** Data to process follows **

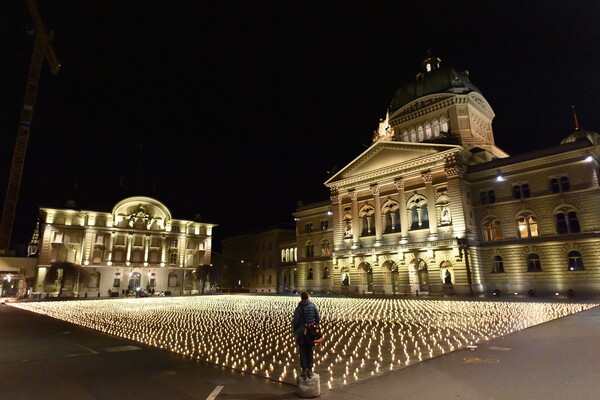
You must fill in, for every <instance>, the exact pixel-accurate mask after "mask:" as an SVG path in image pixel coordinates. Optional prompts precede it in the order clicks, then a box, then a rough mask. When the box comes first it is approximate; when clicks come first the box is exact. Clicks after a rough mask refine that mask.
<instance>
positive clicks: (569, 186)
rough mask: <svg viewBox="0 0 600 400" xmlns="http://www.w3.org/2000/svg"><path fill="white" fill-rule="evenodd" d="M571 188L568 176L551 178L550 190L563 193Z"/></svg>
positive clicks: (551, 190) (553, 191)
mask: <svg viewBox="0 0 600 400" xmlns="http://www.w3.org/2000/svg"><path fill="white" fill-rule="evenodd" d="M569 190H571V185H570V184H569V177H568V176H561V177H558V178H552V179H550V192H552V193H561V192H568V191H569Z"/></svg>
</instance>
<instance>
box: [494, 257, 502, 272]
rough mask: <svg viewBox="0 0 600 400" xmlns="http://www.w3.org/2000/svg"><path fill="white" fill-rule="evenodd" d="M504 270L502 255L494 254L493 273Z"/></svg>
mask: <svg viewBox="0 0 600 400" xmlns="http://www.w3.org/2000/svg"><path fill="white" fill-rule="evenodd" d="M503 272H504V263H503V262H502V257H500V256H494V259H493V260H492V274H500V273H503Z"/></svg>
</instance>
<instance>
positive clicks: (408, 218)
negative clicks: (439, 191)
mask: <svg viewBox="0 0 600 400" xmlns="http://www.w3.org/2000/svg"><path fill="white" fill-rule="evenodd" d="M435 206H436V211H437V212H436V215H439V221H438V225H450V224H451V223H452V217H451V214H450V197H448V195H446V194H441V195H440V196H438V198H437V199H436V202H435ZM406 213H407V217H408V223H409V230H418V229H426V228H429V221H430V210H429V208H428V204H427V198H426V197H425V196H423V195H420V194H415V195H413V196H412V197H411V198H410V199H409V200H408V201H407V203H406ZM358 218H359V219H358V221H359V232H360V236H371V235H374V234H375V208H374V207H373V206H372V205H370V204H365V205H364V206H362V208H361V209H360V210H359V212H358ZM381 219H382V221H381V222H382V226H383V233H384V234H387V233H396V232H400V230H401V218H400V204H399V203H398V201H396V200H392V199H388V200H387V201H386V202H385V203H384V204H383V206H382V207H381ZM343 221H344V226H345V230H344V235H345V237H352V236H353V227H352V221H353V216H352V213H351V211H350V209H348V208H347V209H346V210H345V212H344V216H343Z"/></svg>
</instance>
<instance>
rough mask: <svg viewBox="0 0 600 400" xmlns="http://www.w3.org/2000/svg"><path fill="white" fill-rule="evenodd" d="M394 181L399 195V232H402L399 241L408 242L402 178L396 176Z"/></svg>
mask: <svg viewBox="0 0 600 400" xmlns="http://www.w3.org/2000/svg"><path fill="white" fill-rule="evenodd" d="M394 183H395V184H396V188H397V189H398V197H400V201H399V204H400V232H401V233H402V239H400V243H406V242H408V215H407V213H406V196H405V194H404V179H403V178H397V179H396V180H395V181H394Z"/></svg>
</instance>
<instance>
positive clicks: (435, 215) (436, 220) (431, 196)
mask: <svg viewBox="0 0 600 400" xmlns="http://www.w3.org/2000/svg"><path fill="white" fill-rule="evenodd" d="M421 178H422V179H423V182H425V195H426V196H427V209H428V211H429V237H430V239H437V211H436V209H435V193H434V191H433V176H432V175H431V172H423V173H422V174H421Z"/></svg>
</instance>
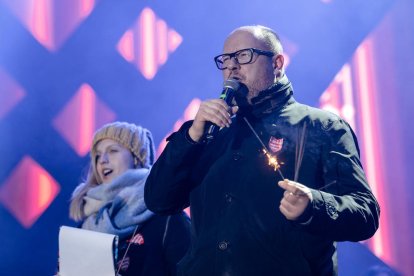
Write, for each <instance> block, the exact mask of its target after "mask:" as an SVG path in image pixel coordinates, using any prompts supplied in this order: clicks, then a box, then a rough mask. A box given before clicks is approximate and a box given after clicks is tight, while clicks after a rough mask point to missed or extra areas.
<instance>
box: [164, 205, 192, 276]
mask: <svg viewBox="0 0 414 276" xmlns="http://www.w3.org/2000/svg"><path fill="white" fill-rule="evenodd" d="M190 236H191V235H190V218H189V217H188V216H187V214H185V213H184V212H181V213H179V214H176V215H172V216H169V217H168V218H167V221H166V225H165V231H164V236H163V241H162V243H163V251H164V256H165V260H166V262H167V265H168V268H169V272H170V275H176V273H177V264H178V263H179V262H180V260H181V259H182V258H183V256H184V255H185V253H186V252H187V250H188V248H189V247H190V242H191V240H190Z"/></svg>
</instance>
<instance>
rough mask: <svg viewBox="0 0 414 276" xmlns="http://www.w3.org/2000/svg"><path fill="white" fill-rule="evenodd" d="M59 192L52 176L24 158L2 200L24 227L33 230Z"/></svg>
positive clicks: (36, 163)
mask: <svg viewBox="0 0 414 276" xmlns="http://www.w3.org/2000/svg"><path fill="white" fill-rule="evenodd" d="M59 191H60V186H59V184H58V183H57V182H56V181H55V180H54V179H53V177H52V176H50V174H49V173H48V172H47V171H46V170H45V169H43V168H42V167H41V166H40V165H39V164H38V163H36V161H34V160H33V159H32V158H30V157H29V156H25V157H24V158H23V159H22V161H21V162H20V163H19V164H18V165H17V167H16V169H15V170H14V171H13V172H12V173H11V175H10V176H9V177H8V178H7V179H6V181H5V183H4V185H3V186H1V188H0V201H1V202H2V204H3V205H4V206H5V207H6V208H7V209H8V210H9V211H10V212H11V213H12V214H13V215H14V217H15V218H16V219H17V220H18V221H19V222H20V223H21V224H22V225H23V226H24V227H25V228H30V227H31V226H32V225H33V223H35V222H36V220H37V219H38V218H39V217H40V216H41V215H42V214H43V212H44V211H45V210H46V209H47V208H48V207H49V205H50V203H52V201H53V200H54V199H55V197H56V195H57V194H58V193H59Z"/></svg>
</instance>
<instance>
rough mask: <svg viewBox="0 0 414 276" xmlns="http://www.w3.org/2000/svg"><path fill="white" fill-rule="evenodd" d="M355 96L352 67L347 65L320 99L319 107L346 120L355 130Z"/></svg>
mask: <svg viewBox="0 0 414 276" xmlns="http://www.w3.org/2000/svg"><path fill="white" fill-rule="evenodd" d="M354 105H355V103H354V96H353V91H352V75H351V67H350V65H349V64H348V63H347V64H345V65H344V66H343V67H342V69H341V71H339V72H338V74H337V75H336V76H335V78H334V80H333V81H332V83H331V84H330V85H329V87H328V88H327V89H326V90H325V92H324V93H323V94H322V95H321V97H320V99H319V106H320V108H322V109H324V110H328V111H330V112H332V113H335V114H337V115H339V116H341V117H342V118H344V119H345V120H346V121H347V122H348V123H349V124H350V125H351V127H352V128H353V129H355V128H356V126H355V108H354Z"/></svg>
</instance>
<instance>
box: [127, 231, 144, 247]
mask: <svg viewBox="0 0 414 276" xmlns="http://www.w3.org/2000/svg"><path fill="white" fill-rule="evenodd" d="M129 242H130V243H134V244H138V245H141V244H144V237H143V236H142V235H141V234H140V233H138V234H136V235H135V236H133V237H132V239H130V240H129Z"/></svg>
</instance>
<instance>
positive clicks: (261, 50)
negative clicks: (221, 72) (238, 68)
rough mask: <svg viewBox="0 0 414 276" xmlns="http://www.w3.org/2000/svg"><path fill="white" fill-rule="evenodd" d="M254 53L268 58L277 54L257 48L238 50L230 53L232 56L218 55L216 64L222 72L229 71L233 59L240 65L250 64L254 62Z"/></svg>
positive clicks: (229, 55)
mask: <svg viewBox="0 0 414 276" xmlns="http://www.w3.org/2000/svg"><path fill="white" fill-rule="evenodd" d="M254 53H256V54H258V55H264V56H267V57H272V56H274V55H275V54H274V53H272V52H269V51H263V50H259V49H256V48H247V49H242V50H238V51H237V52H234V53H230V54H222V55H218V56H216V57H215V58H214V61H215V62H216V65H217V68H218V69H220V70H224V69H227V68H228V67H229V63H230V60H231V58H233V57H234V59H235V60H236V61H237V63H238V64H248V63H250V62H252V60H253V56H254Z"/></svg>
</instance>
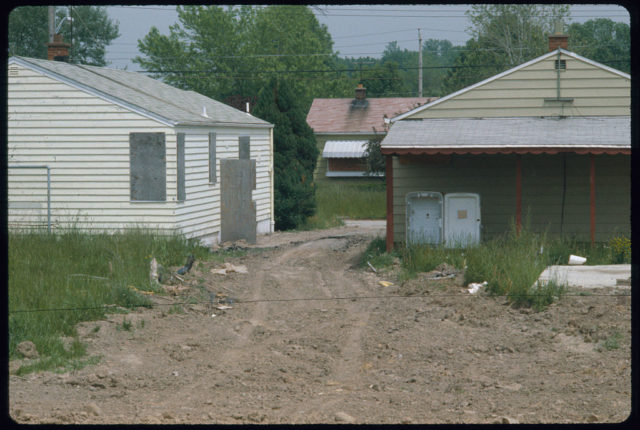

** End of Data to process **

- Work request: If a line in the material above holds "coordinates", copy it.

- The completed task:
You must fill in, for every <instance>, the exact pixel-accurate mask after "mask:" as an SVG path in image pixel coordinates. Optional prompts precede it in the order clicks, then a box, then a rough mask. When the box comes first it is approximate; when clicks come first the box is exact. Clicks after a rough mask refine that mask.
Write, for each <instance> block, the exact mask of its target after "mask:" as an SVG path in image pixel coordinates, using any prompts supplied in this order: clicks, then a box, then a rough mask. A box given before clicks is approximate and a box given after clicks is tight, while clicks after a rough mask point to missed or extra areas.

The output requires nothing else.